Can you output the records below exactly as they are written?

◆ Task input
--- Begin ---

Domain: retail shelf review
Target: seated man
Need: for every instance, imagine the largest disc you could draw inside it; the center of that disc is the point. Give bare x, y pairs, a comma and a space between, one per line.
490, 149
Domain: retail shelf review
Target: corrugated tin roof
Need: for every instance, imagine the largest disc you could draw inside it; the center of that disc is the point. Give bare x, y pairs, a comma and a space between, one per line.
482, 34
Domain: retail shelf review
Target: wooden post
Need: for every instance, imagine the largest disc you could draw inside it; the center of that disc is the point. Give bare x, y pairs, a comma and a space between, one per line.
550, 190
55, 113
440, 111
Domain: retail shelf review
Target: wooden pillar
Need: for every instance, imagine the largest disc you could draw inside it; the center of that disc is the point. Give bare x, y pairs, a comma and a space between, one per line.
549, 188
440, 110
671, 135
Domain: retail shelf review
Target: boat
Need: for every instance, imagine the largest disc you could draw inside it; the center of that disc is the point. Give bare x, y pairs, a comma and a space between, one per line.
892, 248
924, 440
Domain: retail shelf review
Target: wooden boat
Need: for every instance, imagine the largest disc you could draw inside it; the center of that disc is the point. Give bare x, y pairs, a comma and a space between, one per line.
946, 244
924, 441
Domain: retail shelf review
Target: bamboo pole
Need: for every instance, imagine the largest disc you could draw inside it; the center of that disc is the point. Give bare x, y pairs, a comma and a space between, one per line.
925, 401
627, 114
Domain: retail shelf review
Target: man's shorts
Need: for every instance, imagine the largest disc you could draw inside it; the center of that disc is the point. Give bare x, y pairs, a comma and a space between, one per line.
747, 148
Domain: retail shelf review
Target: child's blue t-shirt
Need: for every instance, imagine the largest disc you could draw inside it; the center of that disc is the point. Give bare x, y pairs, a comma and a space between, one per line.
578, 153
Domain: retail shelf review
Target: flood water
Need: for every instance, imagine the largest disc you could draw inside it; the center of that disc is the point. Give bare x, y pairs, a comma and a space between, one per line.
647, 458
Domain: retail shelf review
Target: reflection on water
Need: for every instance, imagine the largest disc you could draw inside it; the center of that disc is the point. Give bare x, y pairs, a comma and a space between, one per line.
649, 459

--- End ---

◆ Worked answer
Domain: retail shelf review
Target: seated man
Need: for every instance, imagine the largest disc you could draw inside it; the center of that disc is the point. Give bare x, y pairs, a comma and a space between, one per line.
490, 149
Domain: retail shelf review
Target: corrugated tin roof
Need: for every instance, imagine the largest disc you could draw inside it; the center of that disc is the point. Give bare x, y pairs, a comma and a space between, one per line.
482, 34
Domain: retail shelf review
Target: wooden post
Need: for every instance, imagine the largest disc you could draw inside it; the center of that disc is the point. Give bare x, y pairs, a comma and a space between, one per line.
550, 190
55, 113
440, 111
Domain: retail shelf review
Target: wooden pillar
Need: for every instance, imagine the largest disc you could draw inside it; the center of that disc is the point. Give bare x, y pairs, a comma and a space between, one per line.
549, 188
440, 110
671, 135
Domain: retail shelf review
Target: boat
Need: for every instance, imagine the largest disc you could draw inside it; the center of that disc is the point. Give bare x, y pairs, a comma and a space between, one per line.
892, 248
924, 440
Domain: retail shelf review
Target: wooden boat
Need: for every instance, imagine the largest disc you could draw inside it; the center of that disc is the point. Give bare x, y pairs, a comma and a space between, one per line.
946, 244
924, 441
Domain: retail shelf review
Target: bamboo pole
Need: for every instance, imagine the largest disc you could draw inside it; the center of that disc is the point. Give bare x, y pairs, a comma and a space between, one per line.
925, 401
627, 114
Domain: retail shelf review
Target: man's shorts
Need: for every instance, imagine the largest disc you could draw inside it; the center of that disc is the point. Give bare x, y pairs, a comma and a space between, one per line.
747, 148
Domain: retail shelf review
Target: child's blue t-shirt
Need: for every instance, imagine the largest disc you could draw inside it; the center of that disc is the point. Give bare x, y pairs, a comma and a space between, one per line.
578, 153
Domain: retail shelf review
Target: flood water
Need: for every instance, imagine the largest disc you could draw inside it; the center of that disc is the point. Give bare x, y pairs, a comma and a space between, one per line.
647, 458
Domain: retail shelf review
Target: reflection on water
Need: for every instance, imagine the largest disc you could draw inside it; the center of that disc is the point. Give bare x, y pairs, a comma and a space between, one per line.
649, 459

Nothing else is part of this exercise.